**PROBLEM STATEMENT**
Beginning at the line that contains "of the group" and ending at the last line of the entries, write out each line exactly; include nothing outside that span.

(Coordinate annotation entries)
───

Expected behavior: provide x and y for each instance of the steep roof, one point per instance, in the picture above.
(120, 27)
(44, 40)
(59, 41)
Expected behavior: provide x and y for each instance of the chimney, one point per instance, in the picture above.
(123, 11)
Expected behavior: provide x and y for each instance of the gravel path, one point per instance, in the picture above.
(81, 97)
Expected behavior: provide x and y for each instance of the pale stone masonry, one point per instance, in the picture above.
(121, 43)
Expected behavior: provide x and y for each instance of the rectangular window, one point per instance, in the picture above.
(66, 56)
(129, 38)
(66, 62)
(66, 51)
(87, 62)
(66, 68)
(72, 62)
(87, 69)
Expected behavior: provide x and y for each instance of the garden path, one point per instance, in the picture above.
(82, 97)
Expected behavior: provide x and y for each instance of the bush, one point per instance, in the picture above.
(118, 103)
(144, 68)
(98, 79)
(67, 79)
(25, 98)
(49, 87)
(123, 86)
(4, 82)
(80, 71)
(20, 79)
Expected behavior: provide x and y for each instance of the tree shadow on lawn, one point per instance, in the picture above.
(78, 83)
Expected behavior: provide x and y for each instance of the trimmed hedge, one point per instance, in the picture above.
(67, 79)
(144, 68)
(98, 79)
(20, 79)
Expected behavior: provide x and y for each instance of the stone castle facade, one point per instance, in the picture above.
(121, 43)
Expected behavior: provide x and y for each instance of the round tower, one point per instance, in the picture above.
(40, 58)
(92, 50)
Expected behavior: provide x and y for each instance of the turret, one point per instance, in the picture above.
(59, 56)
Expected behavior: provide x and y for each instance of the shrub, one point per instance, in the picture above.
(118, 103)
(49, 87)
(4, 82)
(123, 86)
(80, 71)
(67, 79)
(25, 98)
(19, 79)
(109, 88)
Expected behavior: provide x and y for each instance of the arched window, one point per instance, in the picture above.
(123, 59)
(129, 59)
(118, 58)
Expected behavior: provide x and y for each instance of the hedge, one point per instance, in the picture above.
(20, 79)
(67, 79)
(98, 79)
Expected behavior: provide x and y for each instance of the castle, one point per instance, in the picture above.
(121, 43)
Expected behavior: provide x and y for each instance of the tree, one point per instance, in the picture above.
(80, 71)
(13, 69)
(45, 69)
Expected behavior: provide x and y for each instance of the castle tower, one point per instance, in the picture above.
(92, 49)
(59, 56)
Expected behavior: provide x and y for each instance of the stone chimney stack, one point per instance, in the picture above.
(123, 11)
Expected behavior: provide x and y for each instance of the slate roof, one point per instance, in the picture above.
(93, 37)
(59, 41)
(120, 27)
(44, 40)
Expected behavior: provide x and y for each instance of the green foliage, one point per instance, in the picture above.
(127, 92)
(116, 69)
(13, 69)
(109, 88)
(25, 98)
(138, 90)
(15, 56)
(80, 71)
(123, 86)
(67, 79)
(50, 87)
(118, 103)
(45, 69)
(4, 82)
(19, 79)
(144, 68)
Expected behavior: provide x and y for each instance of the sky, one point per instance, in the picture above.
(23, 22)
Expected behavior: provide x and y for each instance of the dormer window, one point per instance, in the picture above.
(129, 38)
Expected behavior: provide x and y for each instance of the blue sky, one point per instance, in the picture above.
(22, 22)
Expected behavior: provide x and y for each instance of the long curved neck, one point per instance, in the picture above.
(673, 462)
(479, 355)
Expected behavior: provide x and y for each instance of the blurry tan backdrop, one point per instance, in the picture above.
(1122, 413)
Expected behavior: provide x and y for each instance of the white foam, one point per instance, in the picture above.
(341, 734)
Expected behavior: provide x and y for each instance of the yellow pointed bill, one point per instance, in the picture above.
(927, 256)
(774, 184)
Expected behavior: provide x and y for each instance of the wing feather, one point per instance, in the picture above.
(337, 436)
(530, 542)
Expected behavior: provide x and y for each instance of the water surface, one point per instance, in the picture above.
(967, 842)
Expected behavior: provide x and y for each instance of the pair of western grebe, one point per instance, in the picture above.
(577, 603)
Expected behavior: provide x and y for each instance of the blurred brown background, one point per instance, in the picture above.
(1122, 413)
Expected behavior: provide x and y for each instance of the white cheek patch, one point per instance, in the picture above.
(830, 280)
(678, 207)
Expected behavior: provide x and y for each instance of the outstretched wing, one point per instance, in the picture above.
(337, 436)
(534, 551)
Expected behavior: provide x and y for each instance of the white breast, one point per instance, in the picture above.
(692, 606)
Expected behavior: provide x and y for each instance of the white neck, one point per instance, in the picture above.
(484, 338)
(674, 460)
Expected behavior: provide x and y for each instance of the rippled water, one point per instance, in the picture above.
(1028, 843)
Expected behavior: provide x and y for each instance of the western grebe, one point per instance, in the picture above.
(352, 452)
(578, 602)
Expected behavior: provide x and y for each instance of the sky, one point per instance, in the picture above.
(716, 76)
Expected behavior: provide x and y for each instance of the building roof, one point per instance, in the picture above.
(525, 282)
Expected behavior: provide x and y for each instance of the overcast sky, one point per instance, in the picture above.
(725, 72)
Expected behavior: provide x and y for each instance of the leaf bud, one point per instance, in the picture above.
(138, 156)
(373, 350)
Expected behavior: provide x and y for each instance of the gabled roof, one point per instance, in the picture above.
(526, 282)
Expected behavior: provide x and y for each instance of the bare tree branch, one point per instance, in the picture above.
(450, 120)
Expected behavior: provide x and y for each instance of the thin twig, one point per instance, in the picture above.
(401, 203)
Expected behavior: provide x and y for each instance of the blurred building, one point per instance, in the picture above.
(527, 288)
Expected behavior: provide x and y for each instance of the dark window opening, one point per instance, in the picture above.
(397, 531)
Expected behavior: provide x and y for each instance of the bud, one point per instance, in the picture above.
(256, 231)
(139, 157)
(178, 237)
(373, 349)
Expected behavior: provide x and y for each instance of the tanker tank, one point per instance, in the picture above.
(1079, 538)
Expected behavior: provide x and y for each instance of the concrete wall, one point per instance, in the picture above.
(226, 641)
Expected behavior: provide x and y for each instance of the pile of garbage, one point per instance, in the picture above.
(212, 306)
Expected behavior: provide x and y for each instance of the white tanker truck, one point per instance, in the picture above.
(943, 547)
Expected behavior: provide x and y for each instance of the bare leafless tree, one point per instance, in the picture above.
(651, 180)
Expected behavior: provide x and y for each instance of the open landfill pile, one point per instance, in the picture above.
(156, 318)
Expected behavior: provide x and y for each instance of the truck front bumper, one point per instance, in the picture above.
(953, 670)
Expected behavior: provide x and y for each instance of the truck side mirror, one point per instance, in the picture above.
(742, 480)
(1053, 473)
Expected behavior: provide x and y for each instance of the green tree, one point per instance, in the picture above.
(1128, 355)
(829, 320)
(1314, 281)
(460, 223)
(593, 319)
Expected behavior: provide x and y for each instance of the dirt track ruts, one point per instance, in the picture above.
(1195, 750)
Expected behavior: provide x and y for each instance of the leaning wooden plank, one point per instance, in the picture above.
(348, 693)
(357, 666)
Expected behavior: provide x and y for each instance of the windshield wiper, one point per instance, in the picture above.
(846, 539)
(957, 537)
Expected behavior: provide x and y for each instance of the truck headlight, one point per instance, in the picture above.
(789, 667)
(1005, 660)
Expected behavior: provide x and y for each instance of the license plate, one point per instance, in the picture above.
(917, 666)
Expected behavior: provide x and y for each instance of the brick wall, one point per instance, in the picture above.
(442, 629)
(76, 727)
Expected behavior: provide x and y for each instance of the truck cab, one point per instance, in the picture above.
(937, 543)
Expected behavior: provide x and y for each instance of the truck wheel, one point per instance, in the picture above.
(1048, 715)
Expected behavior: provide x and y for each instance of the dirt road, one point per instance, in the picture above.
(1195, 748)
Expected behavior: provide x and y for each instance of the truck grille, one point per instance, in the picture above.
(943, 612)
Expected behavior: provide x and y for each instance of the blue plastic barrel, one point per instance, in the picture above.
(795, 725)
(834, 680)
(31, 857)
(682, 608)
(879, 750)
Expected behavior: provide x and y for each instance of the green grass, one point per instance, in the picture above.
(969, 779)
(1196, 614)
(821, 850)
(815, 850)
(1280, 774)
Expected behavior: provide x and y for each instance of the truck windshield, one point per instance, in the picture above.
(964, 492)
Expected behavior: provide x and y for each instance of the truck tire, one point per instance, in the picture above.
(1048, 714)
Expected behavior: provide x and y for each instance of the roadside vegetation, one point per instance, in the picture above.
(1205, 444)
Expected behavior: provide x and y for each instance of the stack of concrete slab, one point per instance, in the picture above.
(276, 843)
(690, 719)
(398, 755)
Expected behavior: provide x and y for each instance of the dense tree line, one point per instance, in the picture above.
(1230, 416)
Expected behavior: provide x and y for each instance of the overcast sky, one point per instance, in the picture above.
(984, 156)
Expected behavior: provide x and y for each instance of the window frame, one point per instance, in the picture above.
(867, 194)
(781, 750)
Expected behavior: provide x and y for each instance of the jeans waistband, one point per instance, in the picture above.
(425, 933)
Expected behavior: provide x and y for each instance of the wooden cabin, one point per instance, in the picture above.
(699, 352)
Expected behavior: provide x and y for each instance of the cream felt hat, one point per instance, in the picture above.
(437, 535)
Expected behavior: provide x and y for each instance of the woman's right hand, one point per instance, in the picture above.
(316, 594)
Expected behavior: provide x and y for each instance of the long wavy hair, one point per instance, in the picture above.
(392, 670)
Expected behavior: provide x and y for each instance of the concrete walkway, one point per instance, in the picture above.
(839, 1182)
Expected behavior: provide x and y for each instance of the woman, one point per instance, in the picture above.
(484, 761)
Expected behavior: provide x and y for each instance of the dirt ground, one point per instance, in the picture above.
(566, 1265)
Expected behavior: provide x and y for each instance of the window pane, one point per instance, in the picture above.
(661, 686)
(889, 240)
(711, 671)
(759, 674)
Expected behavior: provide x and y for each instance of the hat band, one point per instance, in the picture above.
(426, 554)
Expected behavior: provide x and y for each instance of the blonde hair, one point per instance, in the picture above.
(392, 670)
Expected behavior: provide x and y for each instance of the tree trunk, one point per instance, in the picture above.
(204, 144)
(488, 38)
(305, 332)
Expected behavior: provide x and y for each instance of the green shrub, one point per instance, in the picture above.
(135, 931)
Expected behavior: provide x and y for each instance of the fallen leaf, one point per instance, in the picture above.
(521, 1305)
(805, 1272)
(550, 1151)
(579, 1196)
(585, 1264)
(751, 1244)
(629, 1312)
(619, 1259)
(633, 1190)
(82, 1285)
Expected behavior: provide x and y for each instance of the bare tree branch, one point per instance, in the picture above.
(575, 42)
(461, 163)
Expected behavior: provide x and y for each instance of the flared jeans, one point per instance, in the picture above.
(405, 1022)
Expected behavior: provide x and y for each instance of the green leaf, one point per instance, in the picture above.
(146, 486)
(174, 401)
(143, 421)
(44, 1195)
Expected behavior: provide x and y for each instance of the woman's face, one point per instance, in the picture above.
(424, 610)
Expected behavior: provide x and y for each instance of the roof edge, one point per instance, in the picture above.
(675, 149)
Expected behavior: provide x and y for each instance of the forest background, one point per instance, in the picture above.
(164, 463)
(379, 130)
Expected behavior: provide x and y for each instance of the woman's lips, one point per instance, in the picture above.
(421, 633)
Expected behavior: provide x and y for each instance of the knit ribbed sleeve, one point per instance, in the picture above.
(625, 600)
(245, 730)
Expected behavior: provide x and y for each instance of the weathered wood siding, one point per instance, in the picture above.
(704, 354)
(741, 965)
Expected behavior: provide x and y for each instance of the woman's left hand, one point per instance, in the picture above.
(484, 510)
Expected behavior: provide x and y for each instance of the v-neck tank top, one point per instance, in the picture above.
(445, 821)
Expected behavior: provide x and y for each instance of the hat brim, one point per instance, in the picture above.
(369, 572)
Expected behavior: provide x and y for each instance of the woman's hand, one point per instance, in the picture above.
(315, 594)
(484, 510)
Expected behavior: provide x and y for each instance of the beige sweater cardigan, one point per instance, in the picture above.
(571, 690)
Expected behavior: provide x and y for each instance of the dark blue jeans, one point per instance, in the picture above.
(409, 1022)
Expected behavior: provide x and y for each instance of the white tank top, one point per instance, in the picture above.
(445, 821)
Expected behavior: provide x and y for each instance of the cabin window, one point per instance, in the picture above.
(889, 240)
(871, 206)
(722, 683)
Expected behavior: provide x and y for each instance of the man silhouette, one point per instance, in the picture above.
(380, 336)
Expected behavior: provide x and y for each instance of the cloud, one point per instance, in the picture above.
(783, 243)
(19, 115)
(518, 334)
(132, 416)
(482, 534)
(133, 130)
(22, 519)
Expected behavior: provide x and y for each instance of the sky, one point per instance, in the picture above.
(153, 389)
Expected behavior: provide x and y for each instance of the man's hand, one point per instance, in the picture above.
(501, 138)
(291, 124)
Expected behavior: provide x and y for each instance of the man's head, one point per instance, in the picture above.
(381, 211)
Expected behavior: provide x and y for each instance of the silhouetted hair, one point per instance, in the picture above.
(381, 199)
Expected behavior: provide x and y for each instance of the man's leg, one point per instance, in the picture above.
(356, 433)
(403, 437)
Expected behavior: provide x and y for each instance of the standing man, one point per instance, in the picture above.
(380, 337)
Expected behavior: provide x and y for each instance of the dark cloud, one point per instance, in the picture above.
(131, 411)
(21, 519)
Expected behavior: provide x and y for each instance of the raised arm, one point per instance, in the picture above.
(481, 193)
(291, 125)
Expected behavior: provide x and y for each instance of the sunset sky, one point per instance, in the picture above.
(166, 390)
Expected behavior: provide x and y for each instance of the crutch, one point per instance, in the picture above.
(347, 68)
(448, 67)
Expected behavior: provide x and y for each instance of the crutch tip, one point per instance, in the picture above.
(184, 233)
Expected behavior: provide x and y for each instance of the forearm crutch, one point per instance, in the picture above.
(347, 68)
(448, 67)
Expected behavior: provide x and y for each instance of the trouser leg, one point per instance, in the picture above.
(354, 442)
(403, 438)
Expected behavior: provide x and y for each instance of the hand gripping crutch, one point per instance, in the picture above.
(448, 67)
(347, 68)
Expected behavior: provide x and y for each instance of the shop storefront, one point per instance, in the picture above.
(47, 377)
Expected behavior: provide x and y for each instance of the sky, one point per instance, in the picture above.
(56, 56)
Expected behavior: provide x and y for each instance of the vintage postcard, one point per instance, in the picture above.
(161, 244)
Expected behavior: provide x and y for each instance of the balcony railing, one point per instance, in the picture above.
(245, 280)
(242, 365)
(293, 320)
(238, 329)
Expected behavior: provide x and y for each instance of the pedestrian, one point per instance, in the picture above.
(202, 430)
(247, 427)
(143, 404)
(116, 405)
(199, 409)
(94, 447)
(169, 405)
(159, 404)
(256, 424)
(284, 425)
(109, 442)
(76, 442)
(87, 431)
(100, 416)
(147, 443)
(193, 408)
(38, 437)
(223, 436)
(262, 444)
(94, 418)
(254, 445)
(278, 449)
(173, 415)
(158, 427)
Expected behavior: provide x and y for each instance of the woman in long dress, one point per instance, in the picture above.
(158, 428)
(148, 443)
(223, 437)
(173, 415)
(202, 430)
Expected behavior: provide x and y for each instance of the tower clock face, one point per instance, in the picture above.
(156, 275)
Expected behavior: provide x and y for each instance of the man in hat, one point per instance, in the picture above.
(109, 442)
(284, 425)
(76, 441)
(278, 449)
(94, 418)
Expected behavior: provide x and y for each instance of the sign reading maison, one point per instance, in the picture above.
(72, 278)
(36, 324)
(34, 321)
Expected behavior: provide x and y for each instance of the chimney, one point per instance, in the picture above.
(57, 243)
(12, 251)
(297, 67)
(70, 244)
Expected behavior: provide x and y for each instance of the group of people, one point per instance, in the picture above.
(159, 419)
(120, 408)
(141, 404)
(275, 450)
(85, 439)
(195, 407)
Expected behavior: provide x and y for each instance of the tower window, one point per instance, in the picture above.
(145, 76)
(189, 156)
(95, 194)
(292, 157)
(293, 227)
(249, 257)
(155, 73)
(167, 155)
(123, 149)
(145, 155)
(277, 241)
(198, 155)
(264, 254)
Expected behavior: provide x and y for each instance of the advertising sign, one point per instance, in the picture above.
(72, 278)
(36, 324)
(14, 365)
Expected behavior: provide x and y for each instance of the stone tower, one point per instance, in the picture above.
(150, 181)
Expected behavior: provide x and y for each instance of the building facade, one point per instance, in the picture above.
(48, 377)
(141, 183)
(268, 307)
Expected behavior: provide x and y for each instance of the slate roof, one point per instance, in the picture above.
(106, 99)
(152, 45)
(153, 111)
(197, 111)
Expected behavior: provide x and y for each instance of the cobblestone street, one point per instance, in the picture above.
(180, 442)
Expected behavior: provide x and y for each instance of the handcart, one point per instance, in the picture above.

───

**FULL SOLUTION**
Expected behavior: provide x and y for each instance of the group of people, one point per instance, in the picture above.
(159, 419)
(120, 408)
(141, 404)
(275, 450)
(85, 439)
(195, 407)
Expected behavior: provide x and y for each instance of the tower window, one point per instance, in the picture above.
(145, 76)
(189, 156)
(95, 194)
(292, 157)
(293, 227)
(249, 257)
(155, 73)
(167, 155)
(123, 149)
(145, 155)
(277, 241)
(198, 155)
(264, 254)
Expected behavior: provide x and y for each instance of the advertising sign, one point per instance, in the picture above.
(72, 278)
(36, 324)
(14, 365)
Expected behavior: provide x and y for each instance of the stone tower, one point per instance, in the picture above.
(150, 181)
Expected behavior: provide x and y for each instance of the building facade, one point per instance, in the picture above.
(48, 377)
(141, 183)
(268, 307)
Expected behavior: provide x and y for each instance of the slate roof, one point per instance, in the picture above.
(106, 99)
(152, 45)
(153, 111)
(197, 111)
Expected behavior: provide x and y for each instance of the cobblestone street, one point per instance, in the picture above.
(180, 442)
Expected behavior: provide x and y for each instance of the handcart, one point per instance, in the picture above.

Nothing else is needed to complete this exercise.